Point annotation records

------------------------------------

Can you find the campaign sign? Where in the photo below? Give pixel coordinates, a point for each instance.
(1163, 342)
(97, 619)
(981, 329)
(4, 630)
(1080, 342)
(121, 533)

------------------------------------

■ **The request**
Write the material out again, swapping "campaign sign" for "election poster" and leaving everything else as it is.

■ **Written answer**
Can you find the election poster? Where in the photo below? Give pixel coordinates, a point for each instance.
(1163, 342)
(97, 619)
(981, 329)
(4, 630)
(1080, 342)
(121, 533)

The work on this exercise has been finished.